══ DATA TO USE
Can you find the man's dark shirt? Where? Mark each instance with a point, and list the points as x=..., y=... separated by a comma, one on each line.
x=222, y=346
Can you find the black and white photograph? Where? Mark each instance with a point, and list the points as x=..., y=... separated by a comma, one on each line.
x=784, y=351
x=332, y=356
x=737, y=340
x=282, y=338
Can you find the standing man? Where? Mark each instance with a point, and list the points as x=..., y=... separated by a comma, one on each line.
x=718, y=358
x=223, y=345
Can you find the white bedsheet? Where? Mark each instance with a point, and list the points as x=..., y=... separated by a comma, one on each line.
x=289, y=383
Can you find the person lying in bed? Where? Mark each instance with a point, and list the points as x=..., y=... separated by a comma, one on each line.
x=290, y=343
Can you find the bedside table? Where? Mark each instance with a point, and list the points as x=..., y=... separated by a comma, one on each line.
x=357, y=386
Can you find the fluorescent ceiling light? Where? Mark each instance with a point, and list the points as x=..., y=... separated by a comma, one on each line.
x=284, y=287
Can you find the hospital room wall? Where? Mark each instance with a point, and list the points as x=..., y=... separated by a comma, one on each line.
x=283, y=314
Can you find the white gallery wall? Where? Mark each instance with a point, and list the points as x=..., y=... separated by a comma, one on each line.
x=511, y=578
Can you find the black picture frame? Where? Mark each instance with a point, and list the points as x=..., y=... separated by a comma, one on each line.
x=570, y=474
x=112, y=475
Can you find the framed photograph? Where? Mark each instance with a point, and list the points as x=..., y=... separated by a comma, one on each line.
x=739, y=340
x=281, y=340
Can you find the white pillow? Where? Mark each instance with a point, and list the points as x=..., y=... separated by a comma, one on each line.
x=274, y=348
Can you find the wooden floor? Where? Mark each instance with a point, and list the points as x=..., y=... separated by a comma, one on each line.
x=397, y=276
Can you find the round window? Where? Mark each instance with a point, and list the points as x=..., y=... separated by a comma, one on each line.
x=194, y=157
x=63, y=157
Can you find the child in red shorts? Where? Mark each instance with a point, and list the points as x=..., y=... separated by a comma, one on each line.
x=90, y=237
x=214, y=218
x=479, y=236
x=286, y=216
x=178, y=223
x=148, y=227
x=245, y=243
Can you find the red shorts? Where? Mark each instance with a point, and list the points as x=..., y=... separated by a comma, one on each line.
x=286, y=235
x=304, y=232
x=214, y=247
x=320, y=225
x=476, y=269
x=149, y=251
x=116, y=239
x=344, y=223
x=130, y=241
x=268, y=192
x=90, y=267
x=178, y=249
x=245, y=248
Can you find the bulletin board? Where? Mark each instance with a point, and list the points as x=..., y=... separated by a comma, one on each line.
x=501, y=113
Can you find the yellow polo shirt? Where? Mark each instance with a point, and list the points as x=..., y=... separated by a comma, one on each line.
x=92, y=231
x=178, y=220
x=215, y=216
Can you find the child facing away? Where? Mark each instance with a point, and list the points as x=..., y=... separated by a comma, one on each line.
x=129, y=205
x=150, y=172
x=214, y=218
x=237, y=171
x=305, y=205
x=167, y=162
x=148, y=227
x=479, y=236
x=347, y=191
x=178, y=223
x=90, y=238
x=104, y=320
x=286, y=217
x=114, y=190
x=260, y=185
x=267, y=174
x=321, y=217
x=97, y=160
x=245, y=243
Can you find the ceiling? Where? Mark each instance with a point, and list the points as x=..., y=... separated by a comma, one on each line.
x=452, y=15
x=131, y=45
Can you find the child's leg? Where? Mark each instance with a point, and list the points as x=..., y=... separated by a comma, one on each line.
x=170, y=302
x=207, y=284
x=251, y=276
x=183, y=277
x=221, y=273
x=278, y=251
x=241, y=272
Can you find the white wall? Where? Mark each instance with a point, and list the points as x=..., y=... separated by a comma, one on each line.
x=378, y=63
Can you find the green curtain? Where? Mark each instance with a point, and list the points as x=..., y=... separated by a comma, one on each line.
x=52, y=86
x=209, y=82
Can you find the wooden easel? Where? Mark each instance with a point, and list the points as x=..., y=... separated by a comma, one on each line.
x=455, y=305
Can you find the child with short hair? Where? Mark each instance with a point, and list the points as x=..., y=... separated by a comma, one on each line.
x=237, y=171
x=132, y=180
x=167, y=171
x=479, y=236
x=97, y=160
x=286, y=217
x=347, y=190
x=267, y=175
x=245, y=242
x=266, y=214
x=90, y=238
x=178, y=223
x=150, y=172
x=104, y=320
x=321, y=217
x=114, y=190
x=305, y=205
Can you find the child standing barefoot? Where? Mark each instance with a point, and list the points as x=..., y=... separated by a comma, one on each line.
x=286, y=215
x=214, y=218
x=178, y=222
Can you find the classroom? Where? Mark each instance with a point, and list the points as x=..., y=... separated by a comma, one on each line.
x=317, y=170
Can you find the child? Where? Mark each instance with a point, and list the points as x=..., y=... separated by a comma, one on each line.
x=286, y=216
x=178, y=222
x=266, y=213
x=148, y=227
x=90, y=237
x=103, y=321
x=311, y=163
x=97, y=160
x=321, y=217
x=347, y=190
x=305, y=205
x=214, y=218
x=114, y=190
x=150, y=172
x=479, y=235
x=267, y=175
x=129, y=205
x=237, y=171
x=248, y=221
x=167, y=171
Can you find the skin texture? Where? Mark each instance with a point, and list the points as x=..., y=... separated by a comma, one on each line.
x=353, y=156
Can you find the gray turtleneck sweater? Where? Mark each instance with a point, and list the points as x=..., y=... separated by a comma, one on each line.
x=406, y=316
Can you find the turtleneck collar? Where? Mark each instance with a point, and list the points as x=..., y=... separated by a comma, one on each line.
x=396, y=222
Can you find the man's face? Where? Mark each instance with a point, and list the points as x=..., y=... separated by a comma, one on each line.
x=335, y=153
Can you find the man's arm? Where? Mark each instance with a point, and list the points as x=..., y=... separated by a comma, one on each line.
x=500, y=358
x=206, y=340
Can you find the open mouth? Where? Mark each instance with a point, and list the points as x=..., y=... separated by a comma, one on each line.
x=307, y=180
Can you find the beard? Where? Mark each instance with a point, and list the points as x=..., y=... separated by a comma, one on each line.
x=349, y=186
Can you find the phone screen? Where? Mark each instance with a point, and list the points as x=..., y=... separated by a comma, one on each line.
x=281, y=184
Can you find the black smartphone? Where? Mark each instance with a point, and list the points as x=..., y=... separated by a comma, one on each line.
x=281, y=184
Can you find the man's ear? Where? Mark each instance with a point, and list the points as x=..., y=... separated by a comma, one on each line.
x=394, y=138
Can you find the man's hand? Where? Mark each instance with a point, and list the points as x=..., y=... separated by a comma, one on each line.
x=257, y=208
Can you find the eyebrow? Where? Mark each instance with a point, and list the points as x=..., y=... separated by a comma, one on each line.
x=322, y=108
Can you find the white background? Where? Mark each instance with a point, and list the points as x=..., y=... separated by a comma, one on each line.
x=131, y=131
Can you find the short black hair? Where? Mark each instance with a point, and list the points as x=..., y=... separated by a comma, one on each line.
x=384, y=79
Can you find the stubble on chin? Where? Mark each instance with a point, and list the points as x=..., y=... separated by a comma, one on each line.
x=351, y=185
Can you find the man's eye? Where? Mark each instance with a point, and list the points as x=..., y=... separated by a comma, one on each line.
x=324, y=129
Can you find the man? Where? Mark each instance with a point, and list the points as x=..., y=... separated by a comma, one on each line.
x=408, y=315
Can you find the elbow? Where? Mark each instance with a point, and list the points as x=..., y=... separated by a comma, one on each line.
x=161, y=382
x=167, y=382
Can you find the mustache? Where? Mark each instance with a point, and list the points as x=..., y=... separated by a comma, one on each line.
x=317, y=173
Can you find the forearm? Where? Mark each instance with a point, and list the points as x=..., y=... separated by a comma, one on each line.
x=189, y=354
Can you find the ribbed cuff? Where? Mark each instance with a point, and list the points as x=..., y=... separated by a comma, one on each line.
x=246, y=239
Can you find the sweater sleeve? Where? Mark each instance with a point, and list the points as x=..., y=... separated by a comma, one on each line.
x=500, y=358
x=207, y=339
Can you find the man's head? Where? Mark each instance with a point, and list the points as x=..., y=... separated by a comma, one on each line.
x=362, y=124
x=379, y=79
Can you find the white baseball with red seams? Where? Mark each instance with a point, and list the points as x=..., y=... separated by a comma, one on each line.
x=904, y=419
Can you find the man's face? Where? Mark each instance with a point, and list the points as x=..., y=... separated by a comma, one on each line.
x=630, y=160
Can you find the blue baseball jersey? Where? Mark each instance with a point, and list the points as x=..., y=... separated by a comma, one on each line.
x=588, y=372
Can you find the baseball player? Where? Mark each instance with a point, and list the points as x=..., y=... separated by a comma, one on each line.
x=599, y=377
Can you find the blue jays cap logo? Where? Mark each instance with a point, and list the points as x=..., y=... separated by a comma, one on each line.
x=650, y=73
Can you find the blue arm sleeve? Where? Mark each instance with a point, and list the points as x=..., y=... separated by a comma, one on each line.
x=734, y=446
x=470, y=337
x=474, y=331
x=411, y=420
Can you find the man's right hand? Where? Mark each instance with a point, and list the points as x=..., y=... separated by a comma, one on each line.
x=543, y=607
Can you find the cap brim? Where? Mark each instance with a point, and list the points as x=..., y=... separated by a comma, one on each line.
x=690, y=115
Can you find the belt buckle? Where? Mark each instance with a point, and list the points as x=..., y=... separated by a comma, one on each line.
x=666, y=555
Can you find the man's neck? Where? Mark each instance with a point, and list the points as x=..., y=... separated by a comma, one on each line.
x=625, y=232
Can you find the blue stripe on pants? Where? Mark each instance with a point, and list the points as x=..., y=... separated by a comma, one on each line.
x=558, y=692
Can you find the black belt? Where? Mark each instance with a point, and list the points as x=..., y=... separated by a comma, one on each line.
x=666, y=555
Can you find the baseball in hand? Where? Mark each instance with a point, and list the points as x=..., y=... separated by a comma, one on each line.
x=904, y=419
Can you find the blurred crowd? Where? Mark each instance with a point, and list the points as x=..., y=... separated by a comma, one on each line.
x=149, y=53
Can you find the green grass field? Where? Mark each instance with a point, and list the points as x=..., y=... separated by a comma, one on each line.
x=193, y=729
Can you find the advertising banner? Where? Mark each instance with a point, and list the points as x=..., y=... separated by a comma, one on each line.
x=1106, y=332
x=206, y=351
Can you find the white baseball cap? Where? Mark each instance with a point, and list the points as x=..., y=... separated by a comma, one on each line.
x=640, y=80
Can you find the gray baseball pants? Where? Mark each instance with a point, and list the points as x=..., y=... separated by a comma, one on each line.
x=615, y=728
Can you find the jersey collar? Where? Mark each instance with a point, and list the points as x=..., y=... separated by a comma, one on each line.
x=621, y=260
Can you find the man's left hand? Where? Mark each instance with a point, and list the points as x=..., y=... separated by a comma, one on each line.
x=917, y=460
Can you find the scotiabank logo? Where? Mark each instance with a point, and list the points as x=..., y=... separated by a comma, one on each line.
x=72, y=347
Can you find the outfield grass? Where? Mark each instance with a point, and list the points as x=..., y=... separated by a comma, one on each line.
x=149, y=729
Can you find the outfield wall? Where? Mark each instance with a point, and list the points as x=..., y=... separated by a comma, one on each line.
════
> THE TASK:
Rewrite the rows in the stretch from the line containing "Can you find the man's head?" through the line containing "x=650, y=73", including both of those lines and the requests. Multiply each x and y coordinate in the answers by 1.85 and round to whole numbers, halves up, leaving the requests and their x=..., y=... samples as they are.

> CORRECT ANSWER:
Can you find the man's head? Where? Mark each instance with a point, and list the points as x=..., y=... separated by a comma, one on each line.
x=670, y=229
x=701, y=146
Can you find the white baseball with red seams? Where? Mark each instance with a point, and list the points as x=..., y=... separated by a comma, one on each line.
x=1672, y=775
Can you find the man's face? Where? Mark each instance with a point, and list the points as x=..., y=... separated by a comma, one on each line.
x=1166, y=296
Can you find the blue baseball jersey? Where? Mark each instance with a point, and list the points as x=..., y=... separated by a comma, one on each line.
x=1088, y=688
Can you find the baseball player? Where? Mark each instance with a point, and list the points as x=..., y=... separated by a comma, one on each line.
x=1108, y=697
Can you find the blue jays cap logo? Where? Mark each instance with a point, and list the points as x=..., y=... separated by a comma, one on each line.
x=1203, y=135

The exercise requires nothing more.